> [WHAT YOU HAVE TO DO]
Arrange the lines of the records as a JSON list of strings, starting at the line that contains "Identify the sky" and ending at the last line of the records, with one string per line. Skip blank lines and leave the pictures out of the answer.

··· LISTING

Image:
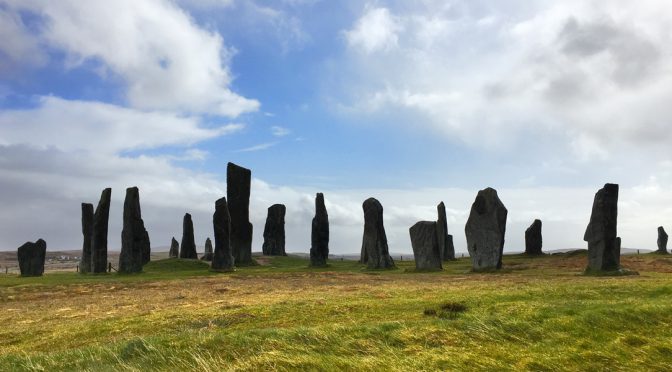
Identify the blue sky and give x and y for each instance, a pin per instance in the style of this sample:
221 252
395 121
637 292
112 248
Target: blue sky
410 102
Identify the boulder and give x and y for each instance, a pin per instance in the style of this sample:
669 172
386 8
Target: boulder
375 252
174 249
319 249
662 240
222 259
485 231
238 194
604 246
31 258
207 256
274 231
99 237
135 245
445 240
425 243
87 232
533 239
188 245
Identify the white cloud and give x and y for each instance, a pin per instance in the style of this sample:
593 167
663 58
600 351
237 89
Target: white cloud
280 131
166 60
376 30
101 128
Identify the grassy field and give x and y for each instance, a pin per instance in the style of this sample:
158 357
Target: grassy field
536 314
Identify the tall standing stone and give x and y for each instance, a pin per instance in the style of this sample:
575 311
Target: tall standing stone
207 256
222 259
319 237
99 238
425 243
662 240
238 194
188 246
174 249
274 231
445 239
485 231
533 241
375 252
604 246
31 258
87 232
135 245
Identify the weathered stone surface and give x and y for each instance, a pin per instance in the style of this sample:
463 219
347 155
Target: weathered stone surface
87 232
533 241
274 231
222 259
207 255
662 240
485 231
238 194
135 246
425 243
174 249
99 239
188 245
319 249
375 251
604 247
31 258
445 240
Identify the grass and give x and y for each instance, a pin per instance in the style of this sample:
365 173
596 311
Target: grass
538 313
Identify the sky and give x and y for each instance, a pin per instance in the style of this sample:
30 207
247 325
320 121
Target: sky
412 103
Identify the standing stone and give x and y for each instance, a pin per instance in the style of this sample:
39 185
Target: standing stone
222 260
274 231
319 237
174 249
87 231
188 246
445 240
31 258
135 245
425 242
207 256
662 240
485 231
99 238
375 251
238 194
533 239
604 247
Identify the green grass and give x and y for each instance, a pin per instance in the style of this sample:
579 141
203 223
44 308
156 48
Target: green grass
537 314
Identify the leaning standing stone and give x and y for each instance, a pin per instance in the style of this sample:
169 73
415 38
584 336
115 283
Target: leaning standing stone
425 242
31 258
99 239
375 251
174 249
188 246
662 240
135 245
238 180
533 239
485 231
87 232
207 256
319 250
222 259
274 231
604 246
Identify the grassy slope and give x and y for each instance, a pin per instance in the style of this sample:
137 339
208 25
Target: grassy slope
537 314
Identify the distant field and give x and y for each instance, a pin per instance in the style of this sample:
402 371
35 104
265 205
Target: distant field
536 314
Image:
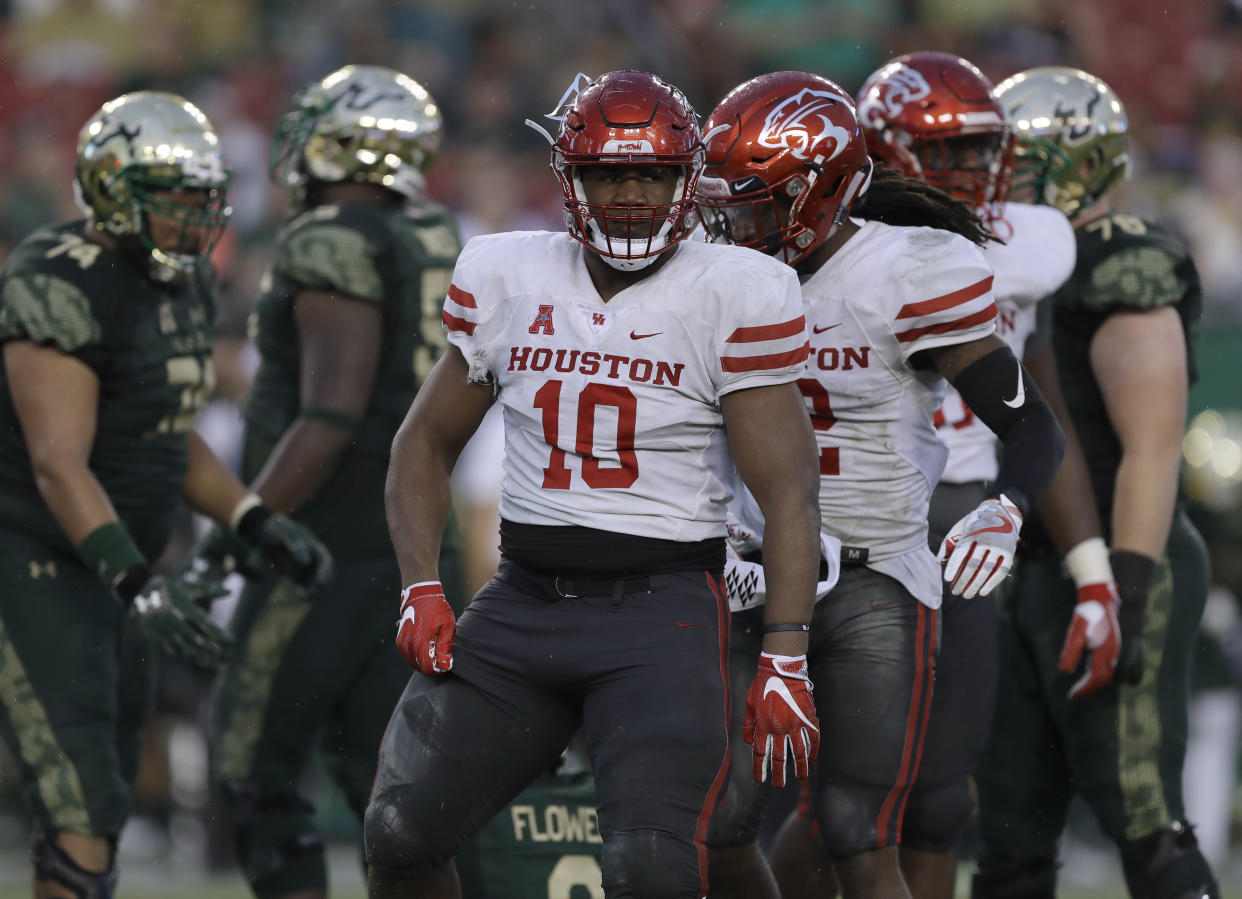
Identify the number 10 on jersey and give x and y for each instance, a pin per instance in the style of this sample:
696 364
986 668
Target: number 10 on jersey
557 474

······

> [WORKED ANSWER]
[
  "Identify the sky and give x and y for each instance, a pin per instance in the style of this sample:",
  "30 207",
  "247 325",
  "320 121",
  "Target: sky",
  "412 103",
  "Identify the standing stone and give x and y for each instance, a pin per instance in the style of this sample:",
  "39 185",
  "Target: standing stone",
  "222 260",
  "274 231",
  "319 237",
  "174 249",
  "87 231",
  "188 246",
  "445 240",
  "31 258",
  "135 245",
  "425 242",
  "207 256",
  "662 240",
  "485 231",
  "99 238",
  "375 251",
  "238 194",
  "533 239",
  "604 247",
  "Identify the green grass and give x and y for each instance, a pin per instance in the style of this sample:",
  "579 141",
  "203 223",
  "44 308",
  "156 48",
  "Target: green grass",
  "537 314",
  "Identify the leaning standing stone and give x and y for each instance, a pin per instance in the style of this sample:",
  "169 73",
  "415 38",
  "584 336",
  "115 283",
  "Target: leaning standing stone",
  "425 242",
  "31 258",
  "99 239",
  "375 251",
  "174 249",
  "188 246",
  "662 240",
  "135 245",
  "238 180",
  "533 239",
  "485 231",
  "87 232",
  "207 256",
  "319 250",
  "222 259",
  "274 231",
  "604 246",
  "Identify the grassy slope and give x and y for each instance, a pin per instance in the style of this sample:",
  "137 339",
  "208 25",
  "Target: grassy slope",
  "537 314",
  "Identify the distant field and give x and y for each instance, a pin per instance in the style of this sample:",
  "402 371",
  "35 104",
  "265 205",
  "Target: distant field",
  "536 314",
  "Image:",
  "Identify the number 10 on jersey and give x and y for each instance, a pin per instance in the style of this sample:",
  "696 364",
  "986 668",
  "Target: number 10 on jersey",
  "557 474"
]